>> Begin

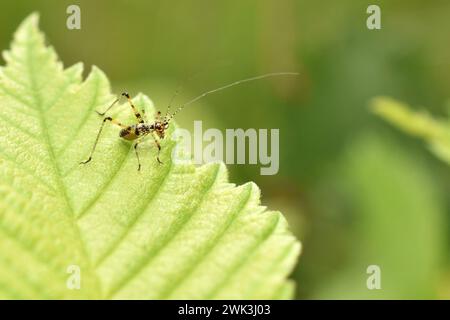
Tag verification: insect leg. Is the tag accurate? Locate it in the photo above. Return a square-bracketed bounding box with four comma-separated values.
[122, 92, 144, 123]
[134, 141, 141, 171]
[152, 134, 163, 164]
[80, 117, 127, 164]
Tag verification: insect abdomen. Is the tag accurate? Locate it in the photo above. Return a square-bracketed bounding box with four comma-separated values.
[119, 127, 138, 140]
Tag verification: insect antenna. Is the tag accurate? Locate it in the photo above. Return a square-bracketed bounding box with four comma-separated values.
[95, 97, 120, 116]
[167, 72, 299, 121]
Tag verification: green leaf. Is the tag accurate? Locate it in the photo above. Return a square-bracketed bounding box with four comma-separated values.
[372, 97, 450, 164]
[0, 15, 300, 299]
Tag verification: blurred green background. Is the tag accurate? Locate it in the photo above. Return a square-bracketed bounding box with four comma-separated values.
[0, 0, 450, 299]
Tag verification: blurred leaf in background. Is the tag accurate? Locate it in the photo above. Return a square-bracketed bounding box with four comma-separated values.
[0, 0, 450, 298]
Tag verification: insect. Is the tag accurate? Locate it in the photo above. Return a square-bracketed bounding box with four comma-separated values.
[80, 72, 298, 171]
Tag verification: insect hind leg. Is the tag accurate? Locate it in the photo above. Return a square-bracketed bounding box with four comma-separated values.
[80, 117, 128, 164]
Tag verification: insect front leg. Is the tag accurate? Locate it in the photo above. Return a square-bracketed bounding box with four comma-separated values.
[152, 132, 163, 164]
[134, 140, 141, 171]
[80, 117, 128, 164]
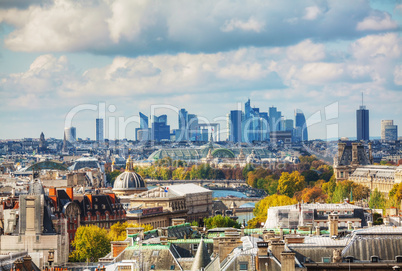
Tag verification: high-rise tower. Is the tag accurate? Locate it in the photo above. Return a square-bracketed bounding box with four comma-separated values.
[356, 93, 370, 140]
[96, 119, 103, 142]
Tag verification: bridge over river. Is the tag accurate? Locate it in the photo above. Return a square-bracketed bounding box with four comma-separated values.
[146, 179, 248, 188]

>> End

▶ [Set exercise] Copy every line of the material above word for word, leaving out the pictures.

▶ [Finished exercise]
Tag verification: insect leg. Is the tag accurate? Locate it in the photo above. Return a square-bracketed bounding box with four comma-separated values.
[122, 92, 144, 123]
[134, 141, 141, 171]
[152, 134, 163, 164]
[80, 117, 127, 164]
Tag verification: insect abdomen. Is the tag accurate? Locate it in the photo above. Return a square-bracketed bounding box with four comma-separated values.
[119, 127, 138, 140]
Tag verification: insect antenna. Is the tag accurate? Locate it in the photo above. Return a square-bracketed bounding box with four comma-separated values.
[95, 97, 120, 116]
[167, 72, 299, 121]
Tag verification: green leaf. Is the tag accurate? Locate it in the photo above. Return a square-bracketed bounding box with four comma-separated values.
[372, 97, 450, 164]
[0, 15, 300, 299]
Tag verification: blurred green background. Is the tag accurate? Locate it in the photo above. Return a square-bracketed bounding box with four comma-separated values.
[0, 0, 450, 299]
Tag verification: blurred leaf in background. Is the tag accurate? Locate it in the photo above. Return a square-bracketed bounding box with four comma-separated values.
[0, 0, 450, 298]
Tag verification: insect. Is the tag accurate? Locate it in the photo above. Return a square-bracketed bounding box with four comma-separated values.
[80, 72, 298, 171]
Tag verification: insect hind leg. Is the tag accurate? Locate it in the photo above. Return a square-bracketed bounding box with four comma-separated values.
[80, 117, 128, 164]
Tag verification: insect front leg. Is the tag accurate? Locate it in the photo above. Return a square-bracketed bounding box with four comma-separated values.
[152, 132, 163, 164]
[134, 140, 141, 171]
[80, 117, 128, 164]
Tag verification: high-rise tower. Is the tag accurate? Locate it in the photo above. Return a square-bracketed bounding box with four comma-separated values.
[356, 93, 370, 140]
[96, 119, 103, 142]
Tag verification: bridge over river. Is the tag accurate? Locate it in the photo above. Return a square-bracketed bounding box with four comma-separated values.
[146, 179, 248, 188]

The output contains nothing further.